● **WHAT IS NEEDED**: Reproduce the Chank Diesel article below word for word, from its first heading to its final sentence.

● **PAGE**:
☆ ☆ ☆ ☆ ☆ ☆ ☆
Birth of an Alphabetician

Like his body of work, Chank Diesel’s career is the product of organic development. While studying fine art at Macalester College, he began experimenting with type in his role as the creative director for the music magazine Cake. The loose, dirty look of grunge music culture became the signature design style of the early ’90s, something Chank helped pioneer through typefaces tailor-made for the music posters and CDs of the era. Inspired by requests from admiring designers, Chank used the magazine as a showcase and marketing vehicle for his new fonts. With some 20 typefaces to his credit, Chank pitched his wares to the record labels he met through the magazine. He filled orders via floppy disk.

The work was idiosyncratic from the start. Mister Frisky, Chank’s first font and still his most popular, is a jaunty, off-kilter tangle of handdrawn forms, equal parts wacky and spooky. (The font has found its way onto Barbie merchandise, countless Halloween promotions, and Taco Bell wrappers, most notably). The Crusti and Hoosker font families, designed in 1993 and widely copied, are full of distressed, smudgy letterforms created by repeated Xeroxing, a scrappy rebuke to the perfection of classic type.

In 1997, with the price of paper skyrocketing, publishing Cake became impractical. Then technology intervened. On the Internet, “you could take your product and show the whole world,” explains Chank. “Make a font once and sell it as many times as you can.” With the launch of Chank.com, he settled into the business and became a typographic institution.

The Font Factory

Twelve years later, Chank Co is a small, independent affair. Chank makes and sells fonts from his home in Northeast Minneapolis with his business manager/spouse. He’s grateful for his enviable run of self-employment. “It’s amazing what a person can create alone. You have a good idea, you put it out there and people help you make it happen.”

Designing type is not a small undertaking. Chank’s free fonts are comprised of 256 individually rendered characters, but that’s just the tip of the alphabet. Fonts for global companies can involve the creation of over 1,000 characters, marks and symbols for a single typeface (thanks largely to the languages of Central and Eastern Europe). Multiply that by 20 weights or more to round out a complete “family.”
☆ ☆ ☆ ☆ ☆ ☆ ☆
● **STORED DATA**:

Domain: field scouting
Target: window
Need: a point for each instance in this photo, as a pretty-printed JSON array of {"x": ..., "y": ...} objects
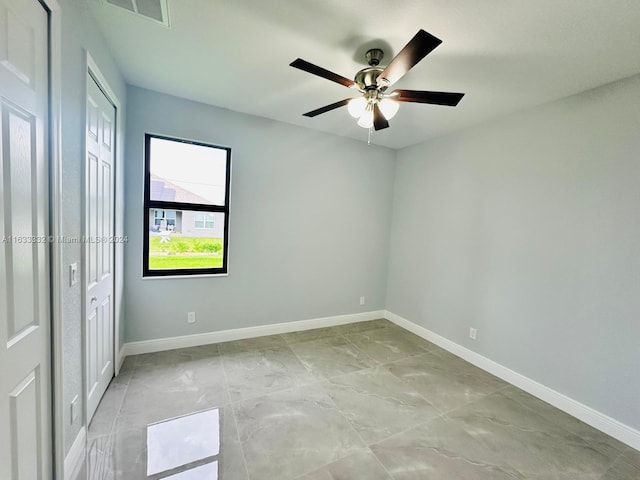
[
  {"x": 186, "y": 205},
  {"x": 203, "y": 220},
  {"x": 169, "y": 217}
]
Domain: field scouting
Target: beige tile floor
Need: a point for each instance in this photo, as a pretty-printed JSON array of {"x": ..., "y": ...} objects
[{"x": 362, "y": 401}]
☆ ☆ ☆ ☆ ☆ ☆ ☆
● **FINISHED TASK**:
Birth of an Alphabetician

Like his body of work, Chank Diesel’s career is the product of organic development. While studying fine art at Macalester College, he began experimenting with type in his role as the creative director for the music magazine Cake. The loose, dirty look of grunge music culture became the signature design style of the early ’90s, something Chank helped pioneer through typefaces tailor-made for the music posters and CDs of the era. Inspired by requests from admiring designers, Chank used the magazine as a showcase and marketing vehicle for his new fonts. With some 20 typefaces to his credit, Chank pitched his wares to the record labels he met through the magazine. He filled orders via floppy disk.

The work was idiosyncratic from the start. Mister Frisky, Chank’s first font and still his most popular, is a jaunty, off-kilter tangle of handdrawn forms, equal parts wacky and spooky. (The font has found its way onto Barbie merchandise, countless Halloween promotions, and Taco Bell wrappers, most notably). The Crusti and Hoosker font families, designed in 1993 and widely copied, are full of distressed, smudgy letterforms created by repeated Xeroxing, a scrappy rebuke to the perfection of classic type.

In 1997, with the price of paper skyrocketing, publishing Cake became impractical. Then technology intervened. On the Internet, “you could take your product and show the whole world,” explains Chank. “Make a font once and sell it as many times as you can.” With the launch of Chank.com, he settled into the business and became a typographic institution.

The Font Factory

Twelve years later, Chank Co is a small, independent affair. Chank makes and sells fonts from his home in Northeast Minneapolis with his business manager/spouse. He’s grateful for his enviable run of self-employment. “It’s amazing what a person can create alone. You have a good idea, you put it out there and people help you make it happen.”

Designing type is not a small undertaking. Chank’s free fonts are comprised of 256 individually rendered characters, but that’s just the tip of the alphabet. Fonts for global companies can involve the creation of over 1,000 characters, marks and symbols for a single typeface (thanks largely to the languages of Central and Eastern Europe). Multiply that by 20 weights or more to round out a complete “family.”